----- DOCUMENT EXCERPT

CEDAR RAPIDS — Only 334 people were tested for the coronavirus disease over the first four days of a new drive-through site in Cedar Rapids, according to health officials, and a “fairly large amount” of those results were deemed inconclusive, Linn County Supervisor Stacey Walker said Wednesday.
The Cedar Rapids testing location is one of eight drive-though sites in Iowa that have opened or are about to as part of the Test Iowa Initiative.
In announcing the initiative April 21, Gov. Kim Reynolds said that “the ability to conduct large-scale assessment and testing is critical to understand how prevalent this disease is and how it’s evolving.”
The state signed a $26 million, no-bid contract with a Utah company to supply over 500,00 test kits and machines to help run the tests.
But Walker said almost 10 percent of the results from the Cedar Rapids location were found inconclusive — and that it’s “troubling” it took “five to six days” to get any results at all.
“That’s a very long time in between when these tests were administered and when our public health officials were able to begin acting on it and start contact tracing,” Walker said.
Linn County Public Health requested to be in charge of contact tracing for Linn County residents tested at Test Iowa sites. The state has said the National Guard is helping at other sites.
The site that opened May 7 in Cedar Rapids is limited to essential workers who qualify for testing after filling out an online assessment at TestIowa.com. It is to continue operating for about two weeks.
Test Iowa needs to figure out if the coronavirus tests are being administered incorrectly, if there’s an issue with how samples are stored or if it’s the “integrity of the test itself,” Walker said.

----------

EXERCISE DIRECTIONS:
Continue the news report on coronavirus testing in Cedar Rapids, starting right after its final sentence.

----- DATA UNDER STUDY

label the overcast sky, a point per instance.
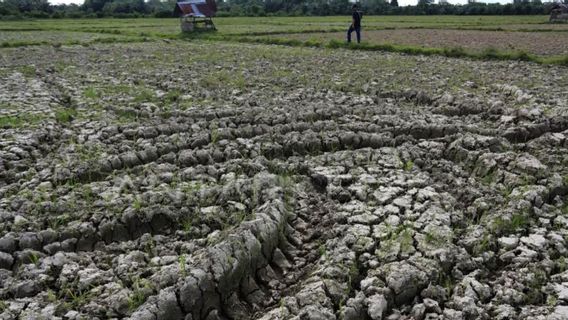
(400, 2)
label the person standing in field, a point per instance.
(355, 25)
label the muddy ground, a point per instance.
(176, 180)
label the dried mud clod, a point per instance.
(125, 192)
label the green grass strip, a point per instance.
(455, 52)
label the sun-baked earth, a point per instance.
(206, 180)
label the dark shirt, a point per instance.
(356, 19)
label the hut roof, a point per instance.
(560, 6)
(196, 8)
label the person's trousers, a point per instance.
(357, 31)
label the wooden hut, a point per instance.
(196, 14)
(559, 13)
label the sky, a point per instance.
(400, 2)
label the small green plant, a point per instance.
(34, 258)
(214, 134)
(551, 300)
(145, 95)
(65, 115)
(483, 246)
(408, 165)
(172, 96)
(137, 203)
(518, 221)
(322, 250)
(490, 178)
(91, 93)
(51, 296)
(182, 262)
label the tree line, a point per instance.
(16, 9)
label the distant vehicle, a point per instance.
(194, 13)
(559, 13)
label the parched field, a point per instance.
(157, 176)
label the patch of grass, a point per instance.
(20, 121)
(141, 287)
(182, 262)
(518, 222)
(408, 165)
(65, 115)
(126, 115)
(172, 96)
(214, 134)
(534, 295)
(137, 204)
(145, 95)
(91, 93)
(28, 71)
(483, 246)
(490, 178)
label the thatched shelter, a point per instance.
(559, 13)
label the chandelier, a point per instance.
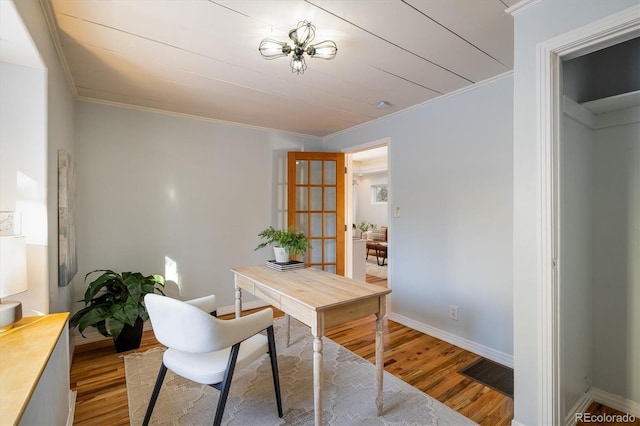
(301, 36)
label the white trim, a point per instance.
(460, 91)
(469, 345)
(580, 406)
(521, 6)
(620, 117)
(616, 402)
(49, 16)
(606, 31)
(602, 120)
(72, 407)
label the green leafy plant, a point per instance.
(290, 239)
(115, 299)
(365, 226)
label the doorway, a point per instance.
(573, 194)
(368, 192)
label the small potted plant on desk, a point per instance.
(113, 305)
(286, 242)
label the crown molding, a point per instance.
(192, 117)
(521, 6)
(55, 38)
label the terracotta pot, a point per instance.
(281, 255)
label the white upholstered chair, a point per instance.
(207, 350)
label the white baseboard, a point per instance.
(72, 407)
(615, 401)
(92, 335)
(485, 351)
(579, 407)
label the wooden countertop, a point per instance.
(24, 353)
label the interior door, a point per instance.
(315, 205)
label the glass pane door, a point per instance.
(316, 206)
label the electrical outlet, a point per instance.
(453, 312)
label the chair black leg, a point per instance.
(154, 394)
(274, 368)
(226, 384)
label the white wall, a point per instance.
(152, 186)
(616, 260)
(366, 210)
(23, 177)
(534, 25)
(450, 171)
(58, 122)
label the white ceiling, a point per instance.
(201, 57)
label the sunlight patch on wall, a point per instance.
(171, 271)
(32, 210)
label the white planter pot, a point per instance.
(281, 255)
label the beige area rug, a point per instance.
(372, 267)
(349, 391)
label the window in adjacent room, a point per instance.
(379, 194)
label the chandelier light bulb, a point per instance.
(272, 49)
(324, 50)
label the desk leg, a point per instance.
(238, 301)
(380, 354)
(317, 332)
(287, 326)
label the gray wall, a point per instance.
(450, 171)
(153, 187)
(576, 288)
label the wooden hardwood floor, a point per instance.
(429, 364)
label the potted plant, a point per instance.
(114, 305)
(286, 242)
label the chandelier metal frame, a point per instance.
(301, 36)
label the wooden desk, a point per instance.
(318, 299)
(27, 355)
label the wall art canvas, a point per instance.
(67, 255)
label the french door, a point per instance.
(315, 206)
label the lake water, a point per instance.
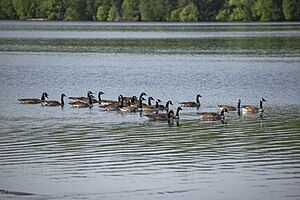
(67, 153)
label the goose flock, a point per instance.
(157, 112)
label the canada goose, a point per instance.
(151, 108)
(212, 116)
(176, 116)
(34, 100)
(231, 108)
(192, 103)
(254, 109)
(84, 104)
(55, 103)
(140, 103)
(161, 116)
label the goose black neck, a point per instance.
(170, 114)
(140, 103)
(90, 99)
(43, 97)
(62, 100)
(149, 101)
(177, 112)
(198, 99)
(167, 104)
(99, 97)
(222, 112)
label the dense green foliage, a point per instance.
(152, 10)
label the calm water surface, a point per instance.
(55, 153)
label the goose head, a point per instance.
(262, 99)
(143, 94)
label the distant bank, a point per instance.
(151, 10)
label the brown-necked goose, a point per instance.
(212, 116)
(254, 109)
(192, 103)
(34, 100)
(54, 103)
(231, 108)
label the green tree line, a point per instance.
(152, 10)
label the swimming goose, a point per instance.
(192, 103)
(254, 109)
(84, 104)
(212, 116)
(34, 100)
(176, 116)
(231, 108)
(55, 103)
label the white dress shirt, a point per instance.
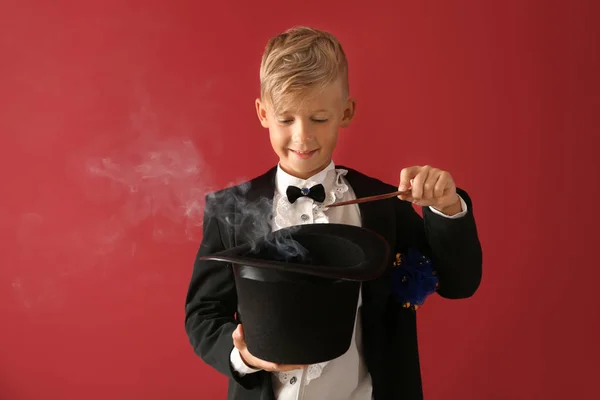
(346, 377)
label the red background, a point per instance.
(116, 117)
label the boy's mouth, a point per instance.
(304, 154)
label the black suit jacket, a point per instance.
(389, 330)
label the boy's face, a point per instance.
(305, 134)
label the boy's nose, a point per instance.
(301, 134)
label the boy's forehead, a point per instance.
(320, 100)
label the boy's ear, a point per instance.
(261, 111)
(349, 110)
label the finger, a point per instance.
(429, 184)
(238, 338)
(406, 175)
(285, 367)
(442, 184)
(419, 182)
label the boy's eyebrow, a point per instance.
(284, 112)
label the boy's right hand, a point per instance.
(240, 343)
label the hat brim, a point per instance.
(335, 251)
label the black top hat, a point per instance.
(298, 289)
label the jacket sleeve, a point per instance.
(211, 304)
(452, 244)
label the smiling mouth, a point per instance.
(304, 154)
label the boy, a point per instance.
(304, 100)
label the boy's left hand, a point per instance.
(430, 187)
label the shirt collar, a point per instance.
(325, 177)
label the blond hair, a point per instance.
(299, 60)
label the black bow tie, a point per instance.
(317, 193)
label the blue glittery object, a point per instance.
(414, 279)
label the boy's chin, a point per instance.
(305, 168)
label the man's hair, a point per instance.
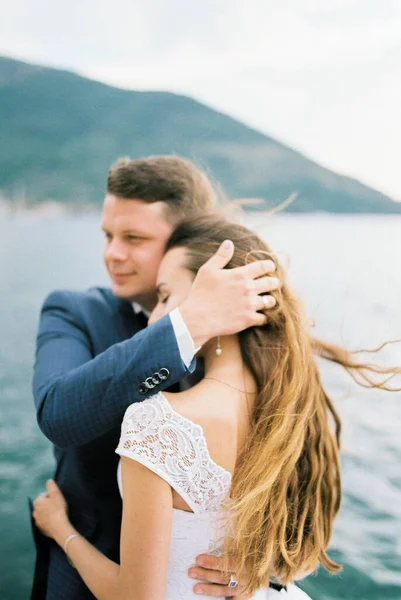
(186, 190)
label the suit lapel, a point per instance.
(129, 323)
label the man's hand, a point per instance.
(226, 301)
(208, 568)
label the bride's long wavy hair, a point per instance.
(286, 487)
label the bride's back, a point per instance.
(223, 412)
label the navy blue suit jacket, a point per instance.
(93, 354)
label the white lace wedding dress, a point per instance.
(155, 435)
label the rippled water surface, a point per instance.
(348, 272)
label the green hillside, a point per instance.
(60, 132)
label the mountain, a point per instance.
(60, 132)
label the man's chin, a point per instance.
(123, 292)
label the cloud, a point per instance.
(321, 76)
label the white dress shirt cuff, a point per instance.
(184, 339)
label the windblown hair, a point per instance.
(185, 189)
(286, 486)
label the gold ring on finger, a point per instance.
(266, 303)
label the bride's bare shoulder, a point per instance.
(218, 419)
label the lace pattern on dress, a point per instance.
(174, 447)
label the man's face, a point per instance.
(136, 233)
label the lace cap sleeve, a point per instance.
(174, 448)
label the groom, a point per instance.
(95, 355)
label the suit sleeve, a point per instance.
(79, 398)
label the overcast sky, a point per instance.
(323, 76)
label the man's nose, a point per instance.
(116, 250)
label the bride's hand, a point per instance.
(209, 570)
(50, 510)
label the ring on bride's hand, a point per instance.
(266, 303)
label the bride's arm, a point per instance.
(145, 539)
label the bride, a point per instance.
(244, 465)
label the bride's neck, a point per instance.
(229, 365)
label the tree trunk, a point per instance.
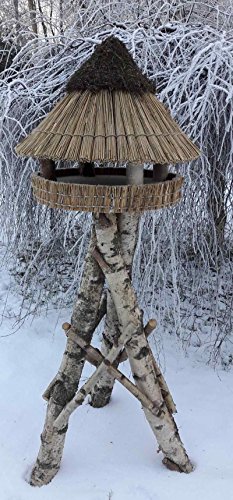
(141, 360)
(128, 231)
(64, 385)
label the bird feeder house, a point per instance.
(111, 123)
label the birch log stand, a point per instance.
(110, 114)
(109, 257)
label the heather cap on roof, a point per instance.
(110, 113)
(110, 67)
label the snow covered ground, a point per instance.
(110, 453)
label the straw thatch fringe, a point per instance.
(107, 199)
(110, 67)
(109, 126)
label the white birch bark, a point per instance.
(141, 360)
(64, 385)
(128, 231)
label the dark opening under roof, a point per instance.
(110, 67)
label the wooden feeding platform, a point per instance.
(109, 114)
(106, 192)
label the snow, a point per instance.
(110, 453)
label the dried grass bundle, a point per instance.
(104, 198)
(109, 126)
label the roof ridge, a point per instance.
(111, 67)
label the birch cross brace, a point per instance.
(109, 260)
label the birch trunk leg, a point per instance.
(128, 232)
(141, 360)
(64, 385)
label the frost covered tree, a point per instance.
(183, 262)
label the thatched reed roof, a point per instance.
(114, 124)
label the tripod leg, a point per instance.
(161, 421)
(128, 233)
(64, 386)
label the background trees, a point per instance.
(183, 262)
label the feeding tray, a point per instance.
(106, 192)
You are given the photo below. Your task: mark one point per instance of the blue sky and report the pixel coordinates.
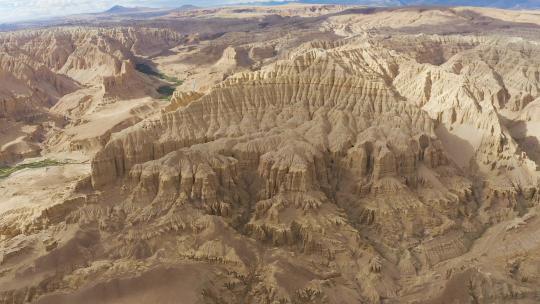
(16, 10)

----------

EXERCISE OUTPUT:
Reynolds’ spokesman Pat Garrett said the state is seeing 1 to 2 percent of Test Iowa results come back inconclusive, which is “not unique to Test Iowa.” Garrett said people who get inconclusive test results should talk to their health care providers about whether they need to self-isolate.
The process for validating the testing process at the State Hygienic Lab, which is checking out the equipment supplied by the Utah company, is not finished yet, Reynolds told reporters.
“Hopefully by tomorrow we’ll be able to have the system validated,” the governor said, praising the lab for going “above and beyond.”
Linn County Public Health Director Pramod Dwivedi said public health is a “team sport” that requires local, state and federal cooperation.
“That’s kind of breaking down here,” he said. “It’s very sad.”
As of Wednesday at noon, a total of 863 Linn County residents had tested positive for the coronavirus and 648 had recovered. There were 152 active cases, and 63 people have died as a result of the virus.